## OBJECTIVES
1. Using the passage below on Sharmila Rege's critique of "difference," decide whether each statement agrees with it. For each, answer yes or no and quote the words that decide it. (a) Rege led the Krantijyoti Savitribai Phule Women's Studies Centre. (b) The post-orientalism framework focused on the pre-colonial roots of caste, gender and class domination. (c) In the early 1990s, autonomous dalit women's organizations asserted themselves at both the regional and national levels.
2. In the passage below on Sharmila Rege's critique of "difference," rewrite the paragraph beginning "The 1980s were marked by" more briefly, keeping its main facts.
3. From the passage below on Sharmila Rege's critique of "difference," retype the text between "In the words" and "voices as ‘different’.", inclusive.

## TEXT TO READ
::::

A critique of ‘Difference’ and Towards Dalit Feminist Standpoint Position

Author: Sharmila Rege

About the author:

Sharmila Rege (7 October 1964 – 13 July 2013) was an Indian sociologist, feminist scholar and author
of Writing Caste, Writing Gender. She led the Krantijyoti Savitribai Phule Women's Studies Centre, (the
department of Gender Studies) at University of Punewhich position she occupied since 1991.

Rege was one of the leading feminist scholars in India, whose work in developing a 'Dalit Standpoint
Perspective' has been crucial in opening up feminist debates in India to questions of class, caste, religion
and sexuality.
There was an eminent shift in the feminist thought in the 1980s and 1990s in terms of increasing visibility
of the feminist work of the black and third world feminist. Despite this there was a great degree of
resistance from the white feminist to address the challenge posed by the black and third world feminism.
Now there can be two assumptions for this resistance: first, confronting racism is the sole responsibility of
the black feminist second, the older assumption that the political process of becoming anti sexist includes
becoming anti-racist.

In the words of Rege;’ In the Indian context the political pitfalls of the ever increasing impact of post-
modernist and post structural-approaches in terms of the rise of the cult urological and
communitarian approaches(Joseph 1991); the rise of sub-altern subject and post colonial subject
have been noted ’. The post-orientalism framework focused solely on the colonial domination,
thereby neglecting the pre colonial roots of caste, gender and class domination. The Saidian
framework which uses colonial law, justice and administration as major framework when applied
to non Brahmin and feminist movement. The invisibility resulting from this framework has led
the scholars to regard the autonomous dalit voices as ‘different’.

The 1980s were marked by the newly emerging caste identity and consciousness of the role which caste
plays in social transformation. The early 1990s saw the assertion of the autonomous dalit women
organization both at regional and national level. This assertion initially led to a serious debate and
argument between the left party and the autonomous women’s movement followed by a relative silence
which can be interpreted as seeing this separate assertion as one more stand point.

Part 1: Feminist theorization: From “difference” to more “difference”

::::

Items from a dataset
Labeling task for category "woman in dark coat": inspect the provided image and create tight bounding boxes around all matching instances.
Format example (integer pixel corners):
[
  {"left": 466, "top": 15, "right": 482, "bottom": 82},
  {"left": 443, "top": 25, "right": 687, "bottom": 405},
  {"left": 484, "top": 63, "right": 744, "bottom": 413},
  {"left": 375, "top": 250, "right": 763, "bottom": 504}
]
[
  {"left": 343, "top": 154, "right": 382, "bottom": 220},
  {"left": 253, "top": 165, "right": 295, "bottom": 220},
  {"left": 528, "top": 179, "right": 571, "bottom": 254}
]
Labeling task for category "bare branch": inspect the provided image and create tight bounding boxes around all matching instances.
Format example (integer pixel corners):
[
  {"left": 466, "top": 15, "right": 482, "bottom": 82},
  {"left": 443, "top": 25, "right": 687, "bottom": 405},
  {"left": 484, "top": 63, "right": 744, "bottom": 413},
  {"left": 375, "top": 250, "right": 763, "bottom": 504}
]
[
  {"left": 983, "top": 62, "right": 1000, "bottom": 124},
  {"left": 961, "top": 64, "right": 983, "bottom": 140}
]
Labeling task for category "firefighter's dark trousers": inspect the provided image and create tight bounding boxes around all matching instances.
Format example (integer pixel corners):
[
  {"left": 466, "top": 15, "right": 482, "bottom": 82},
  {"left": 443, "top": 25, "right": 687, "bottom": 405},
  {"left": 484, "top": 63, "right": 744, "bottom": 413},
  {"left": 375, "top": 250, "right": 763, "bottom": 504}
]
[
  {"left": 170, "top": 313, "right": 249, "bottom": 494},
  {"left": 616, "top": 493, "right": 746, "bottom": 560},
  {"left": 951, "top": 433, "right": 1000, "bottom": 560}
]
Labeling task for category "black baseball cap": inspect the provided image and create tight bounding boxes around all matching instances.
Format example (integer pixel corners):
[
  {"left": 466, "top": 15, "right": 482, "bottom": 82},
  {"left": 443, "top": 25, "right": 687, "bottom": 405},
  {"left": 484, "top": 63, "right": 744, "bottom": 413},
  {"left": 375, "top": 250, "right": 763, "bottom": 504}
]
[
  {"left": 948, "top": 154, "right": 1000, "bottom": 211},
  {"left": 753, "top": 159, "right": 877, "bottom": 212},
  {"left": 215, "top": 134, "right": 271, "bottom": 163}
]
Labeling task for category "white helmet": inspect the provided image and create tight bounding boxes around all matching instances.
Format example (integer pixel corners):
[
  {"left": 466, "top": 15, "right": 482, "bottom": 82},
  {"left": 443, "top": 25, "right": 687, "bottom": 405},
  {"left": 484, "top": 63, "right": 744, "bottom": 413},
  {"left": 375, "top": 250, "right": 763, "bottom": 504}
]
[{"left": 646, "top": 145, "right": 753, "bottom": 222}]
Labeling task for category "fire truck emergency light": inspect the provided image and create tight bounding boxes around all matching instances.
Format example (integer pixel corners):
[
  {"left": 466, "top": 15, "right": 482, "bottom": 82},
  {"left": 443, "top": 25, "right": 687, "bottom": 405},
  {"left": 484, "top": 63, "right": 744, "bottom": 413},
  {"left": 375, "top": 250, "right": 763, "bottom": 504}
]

::::

## RESPONSES TO THE TASKS
1.
(a) Yes: "She led the Krantijyoti Savitribai Phule Women's Studies Centre"
(b) No: "The post-orientalism framework focused solely on the colonial domination, thereby neglecting the pre colonial roots of caste, gender and class domination."
(c) Yes: "The early 1990s saw the assertion of the autonomous dalit women organization both at regional and national level."

2. In the 1980s, a new caste identity emerged, together with awareness of the role caste plays in social transformation. In the early 1990s, autonomous dalit women's organizations asserted themselves at regional and national levels. This first sparked serious debate between the left party and the autonomous women's movement. A relative silence followed, which can be read as treating this separate assertion as one more standpoint.

3.
In the words of Rege;’ In the Indian context the political pitfalls of the ever increasing impact of post-
modernist and post structural-approaches in terms of the rise of the cult urological and
communitarian approaches(Joseph 1991); the rise of sub-altern subject and post colonial subject
have been noted ’. The post-orientalism framework focused solely on the colonial domination,
thereby neglecting the pre colonial roots of caste, gender and class domination. The Saidian
framework which uses colonial law, justice and administration as major framework when applied
to non Brahmin and feminist movement. The invisibility resulting from this framework has led
the scholars to regard the autonomous dalit voices as ‘different’.